Directions for this task => State how many lines of the records below contain the string "tire". Reply with the number alone.
── Listing ──
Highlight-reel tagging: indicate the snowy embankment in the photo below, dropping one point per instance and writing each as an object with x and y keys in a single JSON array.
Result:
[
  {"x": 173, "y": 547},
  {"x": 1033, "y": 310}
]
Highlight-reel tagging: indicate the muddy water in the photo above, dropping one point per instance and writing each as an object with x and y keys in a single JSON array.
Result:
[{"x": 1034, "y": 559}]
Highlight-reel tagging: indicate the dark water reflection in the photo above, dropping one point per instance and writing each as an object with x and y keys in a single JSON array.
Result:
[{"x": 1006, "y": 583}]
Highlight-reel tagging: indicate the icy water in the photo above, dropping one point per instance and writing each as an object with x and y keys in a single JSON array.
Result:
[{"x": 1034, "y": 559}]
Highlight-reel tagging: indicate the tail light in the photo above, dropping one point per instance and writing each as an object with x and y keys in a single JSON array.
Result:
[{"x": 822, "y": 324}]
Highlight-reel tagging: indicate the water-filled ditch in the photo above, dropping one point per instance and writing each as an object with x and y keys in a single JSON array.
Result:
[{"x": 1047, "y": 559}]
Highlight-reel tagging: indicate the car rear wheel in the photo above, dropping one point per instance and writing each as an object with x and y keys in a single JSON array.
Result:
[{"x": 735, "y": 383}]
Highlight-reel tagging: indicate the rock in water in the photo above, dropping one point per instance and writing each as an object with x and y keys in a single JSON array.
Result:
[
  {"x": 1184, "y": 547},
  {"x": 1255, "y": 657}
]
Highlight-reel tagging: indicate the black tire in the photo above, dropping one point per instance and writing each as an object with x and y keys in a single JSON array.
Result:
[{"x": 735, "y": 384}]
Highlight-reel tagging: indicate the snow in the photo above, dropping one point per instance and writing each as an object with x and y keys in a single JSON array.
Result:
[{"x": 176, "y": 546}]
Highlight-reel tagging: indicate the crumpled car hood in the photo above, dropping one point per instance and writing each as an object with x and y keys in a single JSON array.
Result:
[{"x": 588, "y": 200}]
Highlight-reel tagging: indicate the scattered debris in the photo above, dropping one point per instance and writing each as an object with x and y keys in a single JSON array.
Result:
───
── Listing ──
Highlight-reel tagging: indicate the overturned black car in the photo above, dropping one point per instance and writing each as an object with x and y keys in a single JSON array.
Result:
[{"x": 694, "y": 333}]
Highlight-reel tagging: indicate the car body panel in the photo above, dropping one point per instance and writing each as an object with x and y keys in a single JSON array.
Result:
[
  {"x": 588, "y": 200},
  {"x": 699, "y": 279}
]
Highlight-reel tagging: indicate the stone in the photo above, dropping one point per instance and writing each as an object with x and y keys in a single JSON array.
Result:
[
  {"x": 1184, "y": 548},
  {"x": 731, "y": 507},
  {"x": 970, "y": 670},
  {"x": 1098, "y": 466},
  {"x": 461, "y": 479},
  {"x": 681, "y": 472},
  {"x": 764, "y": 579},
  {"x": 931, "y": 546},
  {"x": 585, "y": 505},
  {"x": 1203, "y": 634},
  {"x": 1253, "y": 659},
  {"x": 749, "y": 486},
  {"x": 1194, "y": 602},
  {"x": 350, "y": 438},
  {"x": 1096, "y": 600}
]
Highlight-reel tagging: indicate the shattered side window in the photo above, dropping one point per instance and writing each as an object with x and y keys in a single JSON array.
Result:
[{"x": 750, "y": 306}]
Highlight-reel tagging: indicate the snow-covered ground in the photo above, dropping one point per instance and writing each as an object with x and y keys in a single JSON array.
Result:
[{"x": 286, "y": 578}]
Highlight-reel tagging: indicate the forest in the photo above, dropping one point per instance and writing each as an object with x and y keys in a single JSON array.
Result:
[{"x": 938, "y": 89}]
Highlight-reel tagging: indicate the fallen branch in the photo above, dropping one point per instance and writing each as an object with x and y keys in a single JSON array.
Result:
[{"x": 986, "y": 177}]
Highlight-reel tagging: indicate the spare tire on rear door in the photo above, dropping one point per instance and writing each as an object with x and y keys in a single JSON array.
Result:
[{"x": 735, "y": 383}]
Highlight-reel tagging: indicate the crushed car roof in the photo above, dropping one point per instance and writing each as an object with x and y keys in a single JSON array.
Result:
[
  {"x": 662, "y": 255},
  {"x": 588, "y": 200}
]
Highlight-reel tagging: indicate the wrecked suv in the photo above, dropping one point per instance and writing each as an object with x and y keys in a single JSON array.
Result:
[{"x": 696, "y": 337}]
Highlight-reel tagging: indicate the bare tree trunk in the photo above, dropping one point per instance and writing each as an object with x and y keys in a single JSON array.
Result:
───
Exercise solution => 2